_Source records_
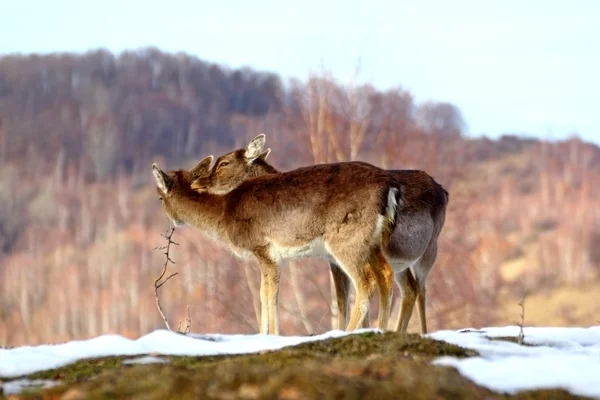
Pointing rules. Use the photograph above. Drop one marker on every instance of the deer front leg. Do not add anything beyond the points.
(408, 293)
(264, 314)
(385, 281)
(342, 286)
(270, 277)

_Aim_
Reproduce the records above word for word, leaving out the pictures.

_Reply to the task_
Pointing rules. Use the photograph above. Drop one marker on every instance of the deer front leg. Do not add anything beyond the points.
(408, 293)
(264, 314)
(385, 281)
(342, 286)
(270, 277)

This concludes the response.